MATERIALS PROVIDED:

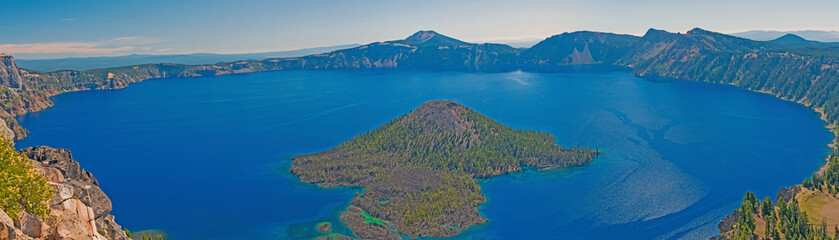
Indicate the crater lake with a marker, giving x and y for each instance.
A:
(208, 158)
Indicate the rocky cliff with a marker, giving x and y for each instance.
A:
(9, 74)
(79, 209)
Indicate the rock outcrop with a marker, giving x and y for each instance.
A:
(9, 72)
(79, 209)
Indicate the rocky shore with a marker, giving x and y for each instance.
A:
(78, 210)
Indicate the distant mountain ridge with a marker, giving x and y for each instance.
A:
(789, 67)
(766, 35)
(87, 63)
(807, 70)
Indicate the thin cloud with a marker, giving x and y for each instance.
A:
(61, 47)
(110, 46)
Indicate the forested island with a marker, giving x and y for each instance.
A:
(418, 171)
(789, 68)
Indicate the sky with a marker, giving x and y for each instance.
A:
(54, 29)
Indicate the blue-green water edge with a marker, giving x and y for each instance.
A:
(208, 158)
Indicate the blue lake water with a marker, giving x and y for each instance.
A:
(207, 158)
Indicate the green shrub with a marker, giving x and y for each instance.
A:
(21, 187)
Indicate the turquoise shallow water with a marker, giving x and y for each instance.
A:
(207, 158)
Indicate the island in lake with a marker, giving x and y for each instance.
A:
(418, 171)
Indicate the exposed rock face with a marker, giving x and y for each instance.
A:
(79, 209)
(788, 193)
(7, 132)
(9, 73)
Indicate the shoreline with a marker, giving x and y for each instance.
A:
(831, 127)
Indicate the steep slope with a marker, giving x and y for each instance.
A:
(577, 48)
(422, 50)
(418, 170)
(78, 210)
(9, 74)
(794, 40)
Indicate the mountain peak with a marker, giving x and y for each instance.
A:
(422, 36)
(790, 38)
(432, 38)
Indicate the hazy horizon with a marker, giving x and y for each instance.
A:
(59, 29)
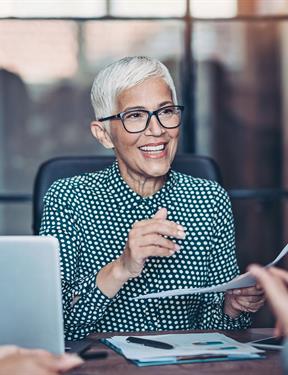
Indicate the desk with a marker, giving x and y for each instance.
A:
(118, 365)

EXERCISE REQUIREMENTS: Except for the pictures, return every line of the material exactly.

SOLUTION:
Indicate the crater lake with a marker, giving x and y for each instance.
A:
(208, 158)
Indicate the rocky cliff with a marker, giving x and y for each instance.
A:
(9, 74)
(79, 209)
Indicate the rock outcrop with a marker, giving x and y for each instance.
A:
(9, 72)
(79, 209)
Indicate the rocky shore with a marker, giving x and y for each instance.
A:
(78, 210)
Indicate the distant mountain ridge with a marker, giving x and y for each instance.
A:
(789, 67)
(766, 35)
(87, 63)
(807, 70)
Indicate the thin cloud with a marker, giving x and y for each instance.
A:
(61, 47)
(110, 46)
Indicate the forested island with a marker, giving x and y for each instance.
A:
(418, 171)
(789, 68)
Indicate the sky with a marker, giving x and y for each instance.
A:
(54, 29)
Indicate the blue-green water edge with a marker, giving x and y for each instance.
A:
(208, 158)
Indicate the blue lake water with a marker, giving x and y for each instance.
A:
(207, 158)
Indicate the green shrub with a marker, giving x and y for each instance.
A:
(21, 187)
Indicate the turquoise shallow water with a marker, giving x and y for each instance.
A:
(207, 158)
Indicate the island in lake with a marker, giving x and y for each instance.
A:
(418, 171)
Indicate the exposed rock face with a marker, giving x and y for each instance.
A:
(79, 209)
(788, 193)
(7, 132)
(9, 73)
Indicate the shoreline with a marker, giving x and y for each instance.
A:
(831, 127)
Indicate the steep slope with a marker, giving x and y for each instance.
A:
(577, 48)
(422, 50)
(418, 170)
(78, 210)
(9, 74)
(794, 40)
Indicate the mountain peak with a marker, giving x and y for each instance.
A:
(422, 36)
(790, 38)
(432, 38)
Indicate the hazy horizon with a marker, giving x and y for each instance.
A:
(59, 29)
Indicate the desk with a marker, giving x and y for each instance.
A:
(118, 365)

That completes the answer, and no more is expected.